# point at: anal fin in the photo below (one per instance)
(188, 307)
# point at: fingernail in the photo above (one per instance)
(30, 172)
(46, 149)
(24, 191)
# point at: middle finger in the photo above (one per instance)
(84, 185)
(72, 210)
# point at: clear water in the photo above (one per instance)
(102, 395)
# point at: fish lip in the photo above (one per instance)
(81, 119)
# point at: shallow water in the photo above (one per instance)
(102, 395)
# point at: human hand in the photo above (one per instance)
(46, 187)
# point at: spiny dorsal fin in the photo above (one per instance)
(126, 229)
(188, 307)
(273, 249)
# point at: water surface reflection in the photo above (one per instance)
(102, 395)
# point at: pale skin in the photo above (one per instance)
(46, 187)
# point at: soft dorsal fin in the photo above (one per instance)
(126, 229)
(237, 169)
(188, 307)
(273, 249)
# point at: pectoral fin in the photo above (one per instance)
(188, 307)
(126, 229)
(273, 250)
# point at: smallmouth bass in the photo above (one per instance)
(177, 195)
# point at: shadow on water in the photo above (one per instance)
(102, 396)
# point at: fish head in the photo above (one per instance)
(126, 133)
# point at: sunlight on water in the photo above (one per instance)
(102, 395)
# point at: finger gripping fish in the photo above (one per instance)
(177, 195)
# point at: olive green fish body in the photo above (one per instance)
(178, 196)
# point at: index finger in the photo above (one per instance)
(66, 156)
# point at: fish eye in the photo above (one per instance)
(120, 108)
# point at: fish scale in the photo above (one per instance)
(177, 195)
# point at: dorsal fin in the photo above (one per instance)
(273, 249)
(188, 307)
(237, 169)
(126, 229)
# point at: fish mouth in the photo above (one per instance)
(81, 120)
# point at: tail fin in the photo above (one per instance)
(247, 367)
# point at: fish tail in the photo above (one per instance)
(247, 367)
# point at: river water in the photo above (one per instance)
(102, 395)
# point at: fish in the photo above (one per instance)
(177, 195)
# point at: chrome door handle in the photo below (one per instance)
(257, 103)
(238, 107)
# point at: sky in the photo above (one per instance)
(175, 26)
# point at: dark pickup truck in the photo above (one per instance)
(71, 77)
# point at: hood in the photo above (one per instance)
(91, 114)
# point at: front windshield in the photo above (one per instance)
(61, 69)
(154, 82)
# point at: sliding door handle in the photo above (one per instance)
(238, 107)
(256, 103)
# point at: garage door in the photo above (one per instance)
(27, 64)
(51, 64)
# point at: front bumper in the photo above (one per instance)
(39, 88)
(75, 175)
· · ·
**Short problem:** Print everything from the line containing "# point at: fish mouth" down to the last line of the material, with both of those lines included and every line reproduced character for character.

**Result:**
# point at: fish mouth in the photo above (one per instance)
(81, 120)
# point at: tail fin in the photo above (one per instance)
(247, 367)
# point at: fish tail in the photo above (one per instance)
(247, 367)
# point at: river water in the photo above (one per instance)
(102, 395)
# point at: fish in the photo above (one per instance)
(177, 195)
# point at: chrome door handle in the photo below (one per instance)
(257, 103)
(238, 107)
# point at: sky in the photo above (one per instance)
(175, 26)
# point at: dark pickup truck in the photo above (one per instance)
(71, 77)
# point at: hood in the photo above (one per instance)
(91, 114)
# point at: front windshield in the photo above (one per instance)
(61, 69)
(154, 82)
# point at: sliding door handle in the photo above (one per instance)
(238, 107)
(256, 103)
# point at: garage door in the photo above (one per instance)
(27, 64)
(51, 64)
# point at: front bumper in the photo above (one per instance)
(39, 88)
(75, 175)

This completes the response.